**Pointing dataset records**
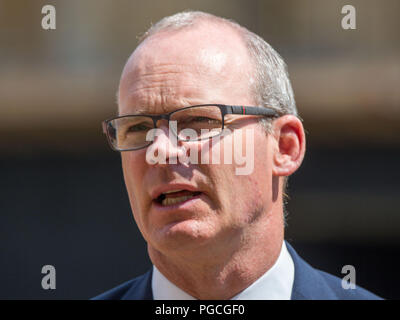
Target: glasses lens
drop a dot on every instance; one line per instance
(129, 132)
(198, 123)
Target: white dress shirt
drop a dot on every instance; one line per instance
(275, 284)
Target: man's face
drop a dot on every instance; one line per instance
(170, 71)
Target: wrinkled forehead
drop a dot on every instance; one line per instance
(173, 61)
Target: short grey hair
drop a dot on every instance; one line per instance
(272, 87)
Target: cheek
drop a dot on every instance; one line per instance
(133, 167)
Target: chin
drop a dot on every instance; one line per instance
(185, 234)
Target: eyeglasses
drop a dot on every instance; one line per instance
(200, 122)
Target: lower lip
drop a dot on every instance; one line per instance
(180, 205)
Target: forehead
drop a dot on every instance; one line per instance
(175, 69)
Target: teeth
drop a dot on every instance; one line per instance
(171, 201)
(172, 191)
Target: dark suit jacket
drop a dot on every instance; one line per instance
(309, 283)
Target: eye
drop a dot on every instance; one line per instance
(203, 120)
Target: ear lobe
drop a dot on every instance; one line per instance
(290, 145)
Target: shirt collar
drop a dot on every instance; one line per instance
(275, 284)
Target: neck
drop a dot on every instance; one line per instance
(208, 273)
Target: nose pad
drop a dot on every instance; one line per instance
(165, 147)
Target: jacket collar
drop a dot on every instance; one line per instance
(308, 283)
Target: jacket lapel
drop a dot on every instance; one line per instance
(308, 282)
(141, 288)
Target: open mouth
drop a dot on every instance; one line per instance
(175, 196)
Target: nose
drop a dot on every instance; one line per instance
(165, 149)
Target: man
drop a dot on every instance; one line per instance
(212, 231)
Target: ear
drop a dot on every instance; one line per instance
(290, 145)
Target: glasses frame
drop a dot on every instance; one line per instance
(225, 109)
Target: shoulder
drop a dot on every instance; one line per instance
(138, 288)
(358, 293)
(311, 283)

**Aim of the exercise**
Switch each "drop a dot" in the listing to "place a marker", keeping all other text the same. Omit the picture lines from the output.

**Response**
Target: glasses lens
place a marker on every instance; one line per instance
(129, 132)
(198, 123)
Target: white dress shirt
place a marker on every instance; one line per instance
(275, 284)
Target: man's face
place a marker on every instance; one line per instance
(170, 71)
Target: wrinkled forehead
place a marker on every instance; one line per instance
(173, 61)
Target: short grey hair
place a marker on every instance; one line per instance
(272, 87)
Target: cheek
place a marker on every instance; one line per instance
(133, 167)
Target: chin
place a marker on every instance; one line per instance
(185, 234)
Target: eyeglasses
place a marker on every instance; one line per instance
(200, 122)
Target: lower lip
place a marker on every instance; one line per instance
(180, 205)
Target: forehead
place a marker on every instance; one line per instance
(175, 69)
Target: teeth
place a marker on every instance; one line per instance
(171, 201)
(172, 191)
Target: dark suit jacket
place a marker on every instance; one line per instance
(309, 283)
Target: eye
place a marker on every instance; one line per instance
(203, 120)
Target: ear lobe
place a marker on every instance; one line per instance
(290, 145)
Target: shirt collar
place a marker on every instance; one line per instance
(275, 284)
Target: neck
place a marker on every instance; one line per instance
(208, 273)
Target: nose pad
place a marker on every instance; one line per instance
(165, 147)
Target: jacket collar
place a marker on every instance; one line per instance
(308, 283)
Target: jacket lapel
place a marker on every instance; one line per instance
(308, 282)
(141, 288)
Target: open mouth
place a marker on every instance; one line per instance
(175, 196)
Target: nose
place a marker on every instance; one line per instance
(165, 149)
Target: man
place a marker on every instance; one line per instance
(212, 231)
Target: ear
place a marker on every instance; one line per instance
(290, 145)
Target: glasses frame
place a marker on every instance; one line per instance
(225, 109)
Target: shoulder
place a marker on every instance; one line per instance
(138, 288)
(358, 293)
(311, 283)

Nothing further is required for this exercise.